> What you are asked to do
Using the article below on the FTC's approval of the Grifols–Talecris merger, explain in one to three sentences why the proposed settlement requires Grifols to sell certain facilities to Kedrion and to manufacture blood products for it.

June 3, 2011— The Federal Trade Commission (FTC) yesterday tentatively approved the merger of blood product manufacturers Grifols and Talecris on the condition that the companies sell several of their assets. In a concurring separate statement , however, Commissioner Julie Brill called attention to the difficulty that 340B covered entities have had trying to obtain the blood product intravenous immunoglobulin (IVIG) at discounted prices.
Brill commented that “all too often … manufacturers have not made their products available at statutorily mandated prices. This subverts Congress’s goal of ensuring access to life-saving pharmaceuticals and increases costs to the health care system overall.” While Brill joined the rest of the commission in approving the merger, she said she “expect[s] … that the commission, other federal and state agencies, and affected purchasers will closely monitor these markets, both as to future proposed consolidations and potential coordinated behavior, including behavior that may adversely impact indigent and other at-risk patients through the critical 340B program.”
Ted Slafsky, executive director of Safety Net Hospitals for Pharmaceutical Access (SNHPA), said that “although SNHPA is disappointed the merger was approved and concerned that it could further impede covered entities’ already limited access to 340B-priced blood products, we applaud Commissioner Brill for recognizing the importance of discounted IVIG to our members and their vulnerable patient populations.”SNHPA represents more than 700 disproportionate share and rural hospitals enrolled in the 340B program and has advocated for many years for improved access to IVIG at 340B prices.
According to a news release issued by Grifols when it first announced the merger, the manufacturer sees the deal as a win-win for the two companies and the patients receiving their products. The press release states that “Grifols’ leading global footprint will benefit from Talecris’ strong presence in the United States and Canada. Grifols’ available manufacturing capacity will enable Talecris to increase production in the near term. As a result, the combined company will be better able to meet the needs of more patients with under-diagnosed diseases around the world.” If the FTC had not approved the merger, Grifols would have had to pay Talecris a $375 million breakup fee.
The FTC’s proposed settlement agreement requires Grifols to sell its fractionation facility in Melville, N.Y., and plasma collection centers in Mobile, Ala., and Winston-Salem, N.C., to Kedrion, a European-based producer of plasma products. Grifols must also manufacture three blood products, including IVIG, for several years for Kedrion to sell in the U.S. market. The purpose of these requirements is to enable Kedrion to enter the American blood product market. Currently, the only four significantly sized IVIG suppliers in the U.S. market are Grifols, Talecris, CSL, and Baxter. According to the FTC, Grifols and Talecris make up 8.4 percent and 22.8 percent of the market, respectively.
The FTC’s proposed settlement agreement is available for inspection on the agency’s Web site and will be open for public comment until July 1. In the meantime, Grifols is allowed to proceed with its acquisition of Talecris. According to an expert on the FTC approval process, very rarely do public comments result in a company having to undo a merger.

> Data for analysis
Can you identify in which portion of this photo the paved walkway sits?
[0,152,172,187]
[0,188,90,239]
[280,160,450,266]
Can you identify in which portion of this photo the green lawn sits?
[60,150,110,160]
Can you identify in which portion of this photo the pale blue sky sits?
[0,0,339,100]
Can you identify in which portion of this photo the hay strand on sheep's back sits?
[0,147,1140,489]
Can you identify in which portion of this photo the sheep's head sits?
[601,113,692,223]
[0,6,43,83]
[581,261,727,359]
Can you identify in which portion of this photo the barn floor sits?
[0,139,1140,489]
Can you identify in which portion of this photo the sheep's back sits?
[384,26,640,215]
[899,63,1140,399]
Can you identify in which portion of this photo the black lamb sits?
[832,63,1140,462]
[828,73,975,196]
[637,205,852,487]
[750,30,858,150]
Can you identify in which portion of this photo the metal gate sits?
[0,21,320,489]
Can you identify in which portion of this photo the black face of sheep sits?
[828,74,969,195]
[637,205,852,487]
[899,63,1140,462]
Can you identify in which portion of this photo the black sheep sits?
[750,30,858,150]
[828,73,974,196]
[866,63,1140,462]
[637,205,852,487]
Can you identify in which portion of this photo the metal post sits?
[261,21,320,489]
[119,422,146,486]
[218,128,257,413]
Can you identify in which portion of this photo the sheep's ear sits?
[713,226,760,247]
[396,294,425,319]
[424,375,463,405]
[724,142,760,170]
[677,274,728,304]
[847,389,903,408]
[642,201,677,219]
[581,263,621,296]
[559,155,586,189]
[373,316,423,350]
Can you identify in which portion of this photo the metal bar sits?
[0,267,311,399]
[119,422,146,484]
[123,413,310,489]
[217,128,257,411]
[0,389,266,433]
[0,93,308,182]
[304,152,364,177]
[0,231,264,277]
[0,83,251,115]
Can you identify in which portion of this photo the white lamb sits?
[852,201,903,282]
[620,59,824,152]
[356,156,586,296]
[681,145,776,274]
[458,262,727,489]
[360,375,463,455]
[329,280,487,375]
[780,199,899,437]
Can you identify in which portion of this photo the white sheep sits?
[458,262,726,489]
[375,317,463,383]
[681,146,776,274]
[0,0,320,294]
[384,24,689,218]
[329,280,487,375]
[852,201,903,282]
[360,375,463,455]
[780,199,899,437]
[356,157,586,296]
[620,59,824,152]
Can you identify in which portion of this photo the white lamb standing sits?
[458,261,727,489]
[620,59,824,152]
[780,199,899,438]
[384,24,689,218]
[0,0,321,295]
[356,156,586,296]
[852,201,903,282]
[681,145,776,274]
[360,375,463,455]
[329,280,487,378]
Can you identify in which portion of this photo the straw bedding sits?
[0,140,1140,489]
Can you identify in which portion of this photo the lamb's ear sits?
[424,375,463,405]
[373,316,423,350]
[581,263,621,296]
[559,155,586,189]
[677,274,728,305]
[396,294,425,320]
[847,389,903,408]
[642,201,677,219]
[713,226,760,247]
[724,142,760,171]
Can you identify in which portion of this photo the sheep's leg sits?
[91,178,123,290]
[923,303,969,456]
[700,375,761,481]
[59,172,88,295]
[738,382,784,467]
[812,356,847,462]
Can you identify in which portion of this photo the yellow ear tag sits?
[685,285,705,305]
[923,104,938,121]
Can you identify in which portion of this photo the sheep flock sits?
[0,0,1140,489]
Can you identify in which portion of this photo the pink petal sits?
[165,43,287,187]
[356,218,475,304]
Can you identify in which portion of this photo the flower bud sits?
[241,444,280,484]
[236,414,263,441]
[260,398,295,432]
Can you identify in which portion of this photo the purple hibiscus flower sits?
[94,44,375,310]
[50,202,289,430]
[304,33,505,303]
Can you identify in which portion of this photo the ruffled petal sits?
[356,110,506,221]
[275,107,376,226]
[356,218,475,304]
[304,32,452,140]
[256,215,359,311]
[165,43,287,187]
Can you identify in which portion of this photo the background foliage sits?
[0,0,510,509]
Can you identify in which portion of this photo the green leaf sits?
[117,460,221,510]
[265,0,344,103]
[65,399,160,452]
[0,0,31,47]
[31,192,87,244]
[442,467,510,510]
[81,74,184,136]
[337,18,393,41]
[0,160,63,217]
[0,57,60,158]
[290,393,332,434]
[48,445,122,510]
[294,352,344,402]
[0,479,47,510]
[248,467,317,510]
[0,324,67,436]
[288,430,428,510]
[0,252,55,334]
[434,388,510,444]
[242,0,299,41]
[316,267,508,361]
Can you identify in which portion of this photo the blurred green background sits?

> Response to the exercise
The requirements are meant to let Kedrion, a European-based producer of plasma products, enter the American blood product market. Grifols must sell Kedrion its fractionation facility in Melville, N.Y., and its plasma collection centers in Mobile, Ala., and Winston-Salem, N.C. It must also manufacture three blood products, including IVIG, for several years for Kedrion to sell in the U.S.